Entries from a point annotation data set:

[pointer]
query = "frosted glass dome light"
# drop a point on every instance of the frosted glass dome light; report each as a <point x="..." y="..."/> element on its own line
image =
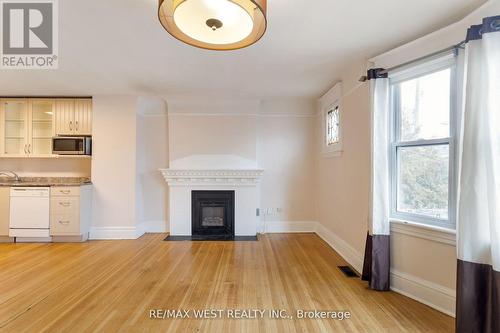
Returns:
<point x="214" y="24"/>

**TASK TO COMPLETE:**
Please rewrite the data above with "frosted glass dome light" swapped for "frosted glass ceiling fixture" everywhere, keeping everything else unchanged. Leave the pictures out of your answer.

**RESULT OF THIS TASK:**
[pointer]
query = "frosted glass ceiling fixture"
# drop a point on every instance of the frosted glass ceiling fixture; report each as a <point x="..." y="..."/> element on its own line
image =
Returns:
<point x="214" y="24"/>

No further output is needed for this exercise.